All that is wanted is an exact copy of the line containing "Expected: one marker per instance of the textured" and the lines after it, through the end of the records.

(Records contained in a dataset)

━━━━━━━━

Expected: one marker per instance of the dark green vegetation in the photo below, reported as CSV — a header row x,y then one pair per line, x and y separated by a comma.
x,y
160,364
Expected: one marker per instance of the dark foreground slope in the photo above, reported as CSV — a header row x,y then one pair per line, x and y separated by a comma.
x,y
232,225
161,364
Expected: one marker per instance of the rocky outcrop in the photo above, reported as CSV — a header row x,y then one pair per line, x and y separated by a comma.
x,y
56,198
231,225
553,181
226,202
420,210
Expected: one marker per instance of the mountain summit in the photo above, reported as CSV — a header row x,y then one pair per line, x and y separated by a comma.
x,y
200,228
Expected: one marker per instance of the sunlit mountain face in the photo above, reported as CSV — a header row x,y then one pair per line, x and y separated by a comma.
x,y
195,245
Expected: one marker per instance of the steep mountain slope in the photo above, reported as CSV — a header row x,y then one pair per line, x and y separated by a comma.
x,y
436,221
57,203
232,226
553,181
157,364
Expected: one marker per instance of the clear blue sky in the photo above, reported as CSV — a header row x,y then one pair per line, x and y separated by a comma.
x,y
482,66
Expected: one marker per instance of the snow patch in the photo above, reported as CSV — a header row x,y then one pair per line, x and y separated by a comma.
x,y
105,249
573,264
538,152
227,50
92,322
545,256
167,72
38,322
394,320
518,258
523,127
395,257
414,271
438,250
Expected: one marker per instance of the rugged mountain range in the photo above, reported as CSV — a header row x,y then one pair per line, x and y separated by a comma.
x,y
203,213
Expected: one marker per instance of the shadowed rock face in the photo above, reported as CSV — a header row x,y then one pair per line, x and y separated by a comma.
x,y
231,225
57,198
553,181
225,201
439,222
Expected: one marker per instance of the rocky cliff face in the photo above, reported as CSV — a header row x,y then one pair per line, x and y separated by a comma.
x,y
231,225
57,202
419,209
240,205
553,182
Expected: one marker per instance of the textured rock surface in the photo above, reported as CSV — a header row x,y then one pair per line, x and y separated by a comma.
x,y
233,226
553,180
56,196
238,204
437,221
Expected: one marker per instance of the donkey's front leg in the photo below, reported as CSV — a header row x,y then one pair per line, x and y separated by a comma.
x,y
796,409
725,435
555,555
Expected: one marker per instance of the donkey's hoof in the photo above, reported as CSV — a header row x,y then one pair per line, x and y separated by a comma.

━━━━━━━━

▶ SOLUTION TO THIS PROBLEM:
Expected: one marker per instance of the textured rock surface in the photo above, reported as CSV — a header row x,y then one pair per line, x and y separated by a comma.
x,y
233,226
553,180
56,196
238,204
437,221
Expected: one marker per instance of the donkey's front leg in the photo below, reported as CSV — a header row x,y then one pair per line, x and y separated by a comma.
x,y
796,409
725,435
555,555
Expected: one marker per instance of the donkey's hoof in the photo above, reported as CSV — a header row x,y then one pair per line, x and y separated by a comma.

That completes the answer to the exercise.